_What needs to be done_. Find every line in the rows below that contains the word "face" and copy each one. Case counts.

_Excerpted records_.
— START —

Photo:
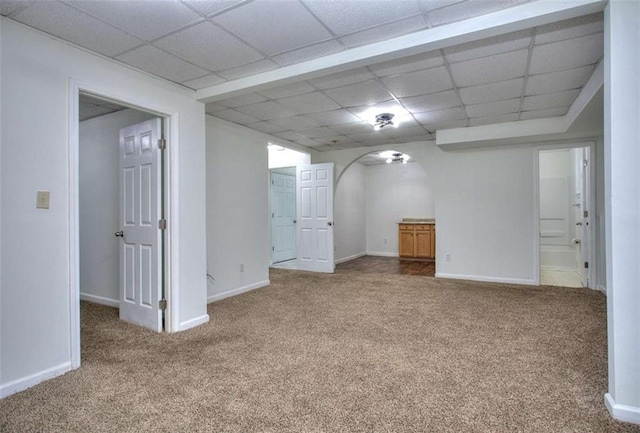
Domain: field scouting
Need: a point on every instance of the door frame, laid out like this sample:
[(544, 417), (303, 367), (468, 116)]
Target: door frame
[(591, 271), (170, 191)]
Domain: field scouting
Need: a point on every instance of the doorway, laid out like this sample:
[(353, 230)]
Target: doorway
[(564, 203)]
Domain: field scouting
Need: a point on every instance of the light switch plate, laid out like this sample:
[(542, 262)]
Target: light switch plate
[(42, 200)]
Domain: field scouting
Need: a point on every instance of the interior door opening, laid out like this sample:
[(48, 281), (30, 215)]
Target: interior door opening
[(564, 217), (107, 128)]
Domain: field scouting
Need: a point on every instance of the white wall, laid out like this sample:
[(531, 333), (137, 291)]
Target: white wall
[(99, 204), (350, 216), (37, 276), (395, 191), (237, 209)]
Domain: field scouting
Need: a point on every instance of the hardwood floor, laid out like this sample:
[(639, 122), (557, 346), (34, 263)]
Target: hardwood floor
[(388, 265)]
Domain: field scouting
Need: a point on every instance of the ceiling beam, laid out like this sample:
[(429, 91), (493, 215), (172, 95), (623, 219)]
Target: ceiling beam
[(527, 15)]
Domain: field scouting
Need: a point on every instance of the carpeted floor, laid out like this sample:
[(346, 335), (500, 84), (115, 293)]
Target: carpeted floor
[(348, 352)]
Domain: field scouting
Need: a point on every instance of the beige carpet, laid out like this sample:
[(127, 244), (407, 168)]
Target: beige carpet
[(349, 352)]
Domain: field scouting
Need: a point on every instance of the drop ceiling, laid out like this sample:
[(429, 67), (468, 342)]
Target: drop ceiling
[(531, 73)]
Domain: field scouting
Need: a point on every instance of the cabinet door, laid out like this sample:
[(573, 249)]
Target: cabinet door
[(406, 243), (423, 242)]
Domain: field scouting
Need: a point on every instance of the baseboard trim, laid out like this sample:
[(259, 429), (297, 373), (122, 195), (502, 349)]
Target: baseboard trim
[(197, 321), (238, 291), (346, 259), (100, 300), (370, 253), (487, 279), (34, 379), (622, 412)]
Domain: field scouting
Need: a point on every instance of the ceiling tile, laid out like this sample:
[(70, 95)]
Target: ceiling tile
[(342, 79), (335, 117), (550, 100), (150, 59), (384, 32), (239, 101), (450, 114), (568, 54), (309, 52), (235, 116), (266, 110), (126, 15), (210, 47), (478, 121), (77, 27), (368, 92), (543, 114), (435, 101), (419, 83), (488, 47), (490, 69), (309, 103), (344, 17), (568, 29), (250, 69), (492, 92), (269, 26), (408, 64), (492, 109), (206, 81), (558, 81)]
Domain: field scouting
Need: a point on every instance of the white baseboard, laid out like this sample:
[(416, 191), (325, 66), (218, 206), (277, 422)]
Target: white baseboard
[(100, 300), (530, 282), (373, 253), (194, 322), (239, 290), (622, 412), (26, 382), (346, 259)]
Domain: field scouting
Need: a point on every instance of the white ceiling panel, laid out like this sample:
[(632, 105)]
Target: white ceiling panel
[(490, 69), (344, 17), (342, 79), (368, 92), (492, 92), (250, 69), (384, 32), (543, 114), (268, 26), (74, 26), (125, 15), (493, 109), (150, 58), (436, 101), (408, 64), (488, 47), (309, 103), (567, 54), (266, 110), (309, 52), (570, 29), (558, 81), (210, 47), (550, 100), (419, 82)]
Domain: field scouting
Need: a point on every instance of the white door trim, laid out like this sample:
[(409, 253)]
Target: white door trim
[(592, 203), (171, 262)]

— END —
— START —

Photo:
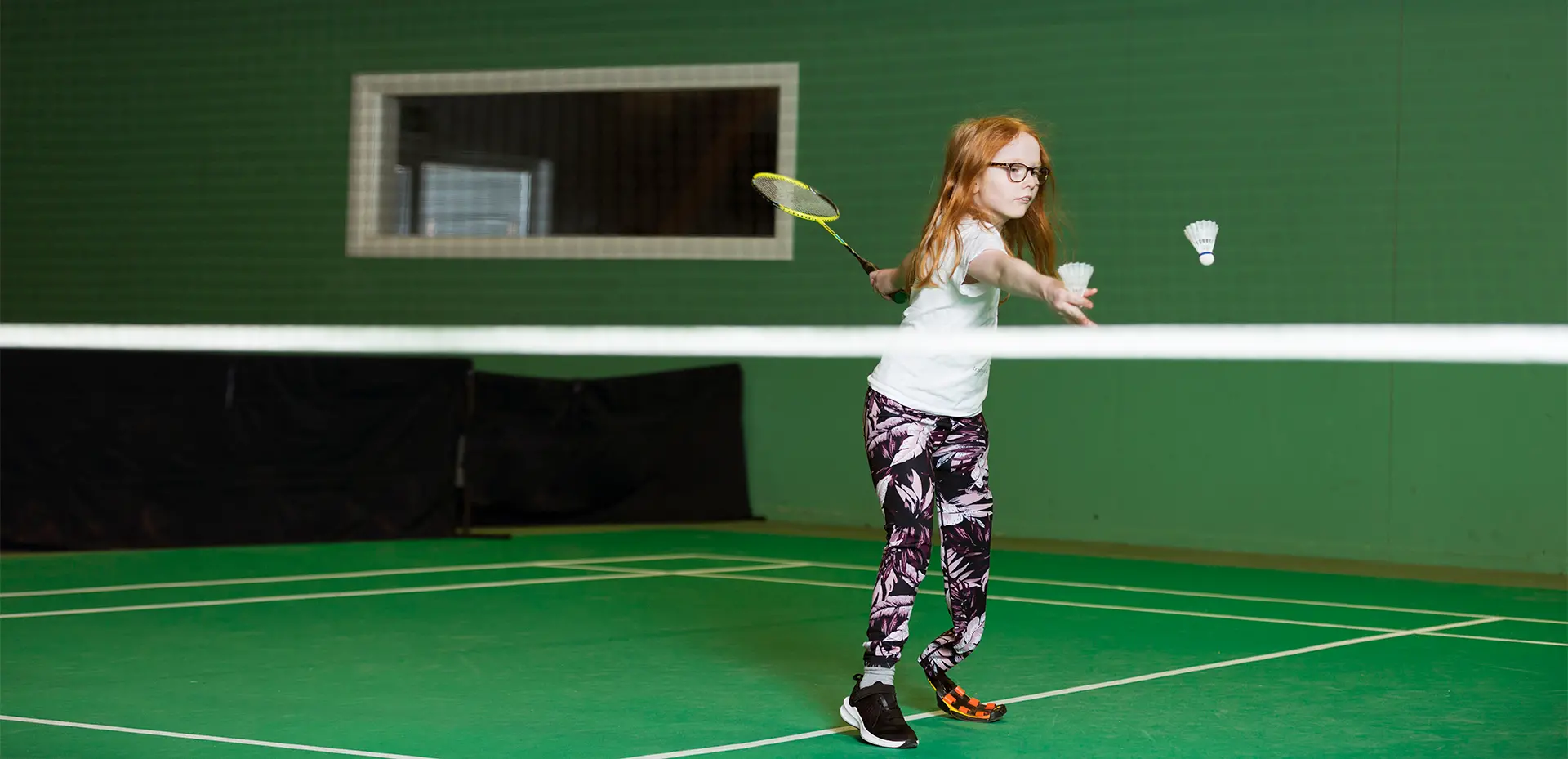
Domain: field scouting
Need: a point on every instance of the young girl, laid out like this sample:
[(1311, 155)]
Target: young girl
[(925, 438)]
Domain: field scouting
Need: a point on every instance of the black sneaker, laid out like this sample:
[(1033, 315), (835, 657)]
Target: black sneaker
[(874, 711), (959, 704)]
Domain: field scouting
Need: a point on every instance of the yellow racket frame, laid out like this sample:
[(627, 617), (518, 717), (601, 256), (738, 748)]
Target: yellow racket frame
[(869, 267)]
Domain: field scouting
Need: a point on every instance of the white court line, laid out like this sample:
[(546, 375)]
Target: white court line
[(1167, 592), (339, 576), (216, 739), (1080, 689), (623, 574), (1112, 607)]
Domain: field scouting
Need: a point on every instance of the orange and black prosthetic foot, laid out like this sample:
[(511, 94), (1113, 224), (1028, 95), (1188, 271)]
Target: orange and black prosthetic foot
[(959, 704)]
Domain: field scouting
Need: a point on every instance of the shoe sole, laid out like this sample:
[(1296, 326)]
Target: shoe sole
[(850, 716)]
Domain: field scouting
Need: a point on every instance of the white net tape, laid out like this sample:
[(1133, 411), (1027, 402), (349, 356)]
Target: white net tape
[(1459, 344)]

— END —
— START —

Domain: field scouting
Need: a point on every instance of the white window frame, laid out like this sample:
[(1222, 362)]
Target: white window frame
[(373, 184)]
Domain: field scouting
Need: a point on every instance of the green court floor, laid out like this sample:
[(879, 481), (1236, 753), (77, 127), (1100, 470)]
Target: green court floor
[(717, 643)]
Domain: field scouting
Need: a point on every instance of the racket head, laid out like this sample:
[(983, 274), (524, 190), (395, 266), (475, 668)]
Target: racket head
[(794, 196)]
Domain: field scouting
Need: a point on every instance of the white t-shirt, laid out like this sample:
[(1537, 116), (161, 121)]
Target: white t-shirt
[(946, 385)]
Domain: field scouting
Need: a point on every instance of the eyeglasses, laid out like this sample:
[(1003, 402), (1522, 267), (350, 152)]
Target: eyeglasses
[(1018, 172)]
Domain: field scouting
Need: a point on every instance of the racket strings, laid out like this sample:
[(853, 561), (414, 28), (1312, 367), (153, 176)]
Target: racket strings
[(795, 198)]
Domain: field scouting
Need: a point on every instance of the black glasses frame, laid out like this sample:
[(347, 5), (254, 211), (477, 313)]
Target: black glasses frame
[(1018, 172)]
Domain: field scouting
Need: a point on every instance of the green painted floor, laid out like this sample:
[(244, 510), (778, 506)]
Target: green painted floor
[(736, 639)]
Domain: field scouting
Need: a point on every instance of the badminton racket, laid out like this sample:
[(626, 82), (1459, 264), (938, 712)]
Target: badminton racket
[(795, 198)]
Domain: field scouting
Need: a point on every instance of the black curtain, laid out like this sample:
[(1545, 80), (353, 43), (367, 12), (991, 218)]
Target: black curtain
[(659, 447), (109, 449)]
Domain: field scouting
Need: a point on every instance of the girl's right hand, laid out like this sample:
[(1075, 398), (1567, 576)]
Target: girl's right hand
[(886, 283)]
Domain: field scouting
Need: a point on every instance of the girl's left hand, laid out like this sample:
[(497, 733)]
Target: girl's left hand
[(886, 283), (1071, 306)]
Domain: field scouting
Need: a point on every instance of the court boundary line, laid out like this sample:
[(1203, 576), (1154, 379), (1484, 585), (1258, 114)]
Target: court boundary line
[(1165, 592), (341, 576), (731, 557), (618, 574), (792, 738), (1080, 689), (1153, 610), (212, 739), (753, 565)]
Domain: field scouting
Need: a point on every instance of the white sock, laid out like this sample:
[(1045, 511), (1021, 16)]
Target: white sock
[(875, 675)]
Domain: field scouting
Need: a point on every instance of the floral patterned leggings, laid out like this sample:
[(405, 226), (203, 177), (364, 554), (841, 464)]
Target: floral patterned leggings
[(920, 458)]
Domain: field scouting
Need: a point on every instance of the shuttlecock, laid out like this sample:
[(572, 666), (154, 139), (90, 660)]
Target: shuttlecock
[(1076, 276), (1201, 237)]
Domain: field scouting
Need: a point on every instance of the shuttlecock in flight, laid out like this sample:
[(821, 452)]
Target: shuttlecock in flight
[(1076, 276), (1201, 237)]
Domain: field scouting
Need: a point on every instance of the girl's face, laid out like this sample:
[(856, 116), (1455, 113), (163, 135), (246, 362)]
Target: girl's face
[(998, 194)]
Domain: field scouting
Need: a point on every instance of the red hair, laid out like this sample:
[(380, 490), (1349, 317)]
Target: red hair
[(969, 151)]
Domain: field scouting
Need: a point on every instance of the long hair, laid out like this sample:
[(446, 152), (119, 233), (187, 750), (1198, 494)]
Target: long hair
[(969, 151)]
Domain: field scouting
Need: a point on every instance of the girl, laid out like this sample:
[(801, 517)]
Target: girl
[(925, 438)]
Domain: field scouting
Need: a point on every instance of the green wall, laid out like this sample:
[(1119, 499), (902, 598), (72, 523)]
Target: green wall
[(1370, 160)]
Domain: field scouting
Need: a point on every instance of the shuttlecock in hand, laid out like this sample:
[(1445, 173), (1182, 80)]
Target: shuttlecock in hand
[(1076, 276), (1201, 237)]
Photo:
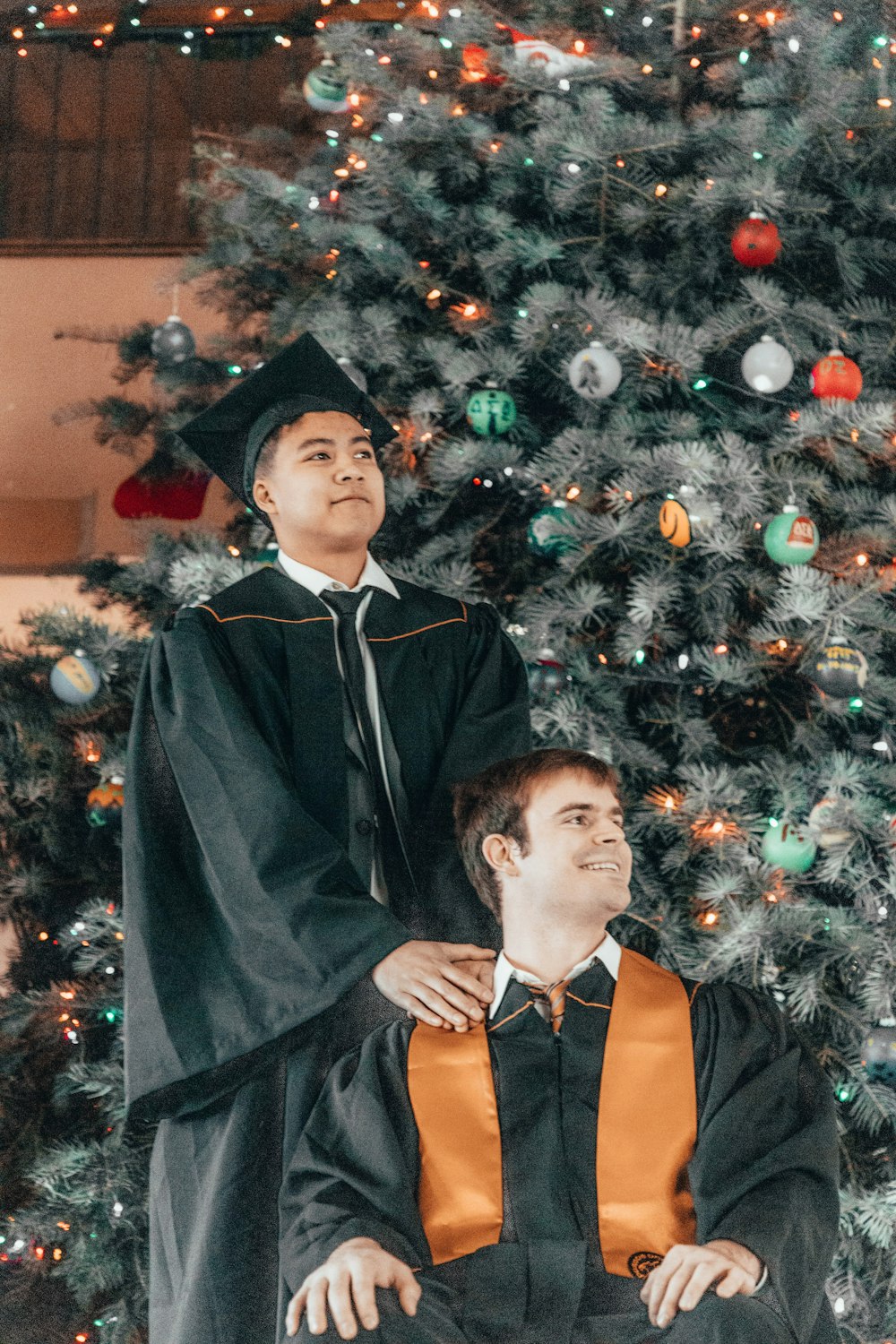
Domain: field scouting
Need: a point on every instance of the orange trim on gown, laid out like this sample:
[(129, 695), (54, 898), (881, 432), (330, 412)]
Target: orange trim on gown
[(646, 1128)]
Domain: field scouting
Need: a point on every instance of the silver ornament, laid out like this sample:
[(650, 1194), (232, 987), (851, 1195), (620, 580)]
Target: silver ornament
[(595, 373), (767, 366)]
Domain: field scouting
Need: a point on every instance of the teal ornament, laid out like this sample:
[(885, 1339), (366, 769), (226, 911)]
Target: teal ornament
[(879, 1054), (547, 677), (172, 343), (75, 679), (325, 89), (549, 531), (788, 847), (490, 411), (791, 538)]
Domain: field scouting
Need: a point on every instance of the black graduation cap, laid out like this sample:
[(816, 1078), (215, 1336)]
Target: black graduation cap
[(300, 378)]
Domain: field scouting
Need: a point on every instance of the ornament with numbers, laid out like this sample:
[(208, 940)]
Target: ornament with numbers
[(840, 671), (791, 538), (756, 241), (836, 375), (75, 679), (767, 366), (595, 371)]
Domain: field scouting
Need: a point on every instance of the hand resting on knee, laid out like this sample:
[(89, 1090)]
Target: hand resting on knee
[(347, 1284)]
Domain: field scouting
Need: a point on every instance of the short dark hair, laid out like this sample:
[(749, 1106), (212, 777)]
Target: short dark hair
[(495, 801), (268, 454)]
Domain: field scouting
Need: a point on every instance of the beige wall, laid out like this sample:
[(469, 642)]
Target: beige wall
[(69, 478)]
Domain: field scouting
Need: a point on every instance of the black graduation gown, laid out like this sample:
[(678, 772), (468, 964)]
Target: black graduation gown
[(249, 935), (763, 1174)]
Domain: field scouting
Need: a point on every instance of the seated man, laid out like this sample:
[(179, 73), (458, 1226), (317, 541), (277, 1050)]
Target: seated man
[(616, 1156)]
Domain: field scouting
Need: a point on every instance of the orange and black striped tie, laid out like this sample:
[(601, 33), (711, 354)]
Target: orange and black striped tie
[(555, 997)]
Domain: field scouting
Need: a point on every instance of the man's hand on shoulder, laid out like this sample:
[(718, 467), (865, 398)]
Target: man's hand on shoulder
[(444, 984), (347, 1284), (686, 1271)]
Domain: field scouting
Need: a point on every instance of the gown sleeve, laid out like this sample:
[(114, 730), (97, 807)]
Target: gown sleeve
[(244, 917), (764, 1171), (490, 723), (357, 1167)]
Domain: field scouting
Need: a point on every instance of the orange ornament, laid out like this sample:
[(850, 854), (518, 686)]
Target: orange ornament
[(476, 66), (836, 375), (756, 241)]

— END —

_Problem solution_.
Need: a point on every instance of the girl's face, laid out like this sample:
Target: girl's face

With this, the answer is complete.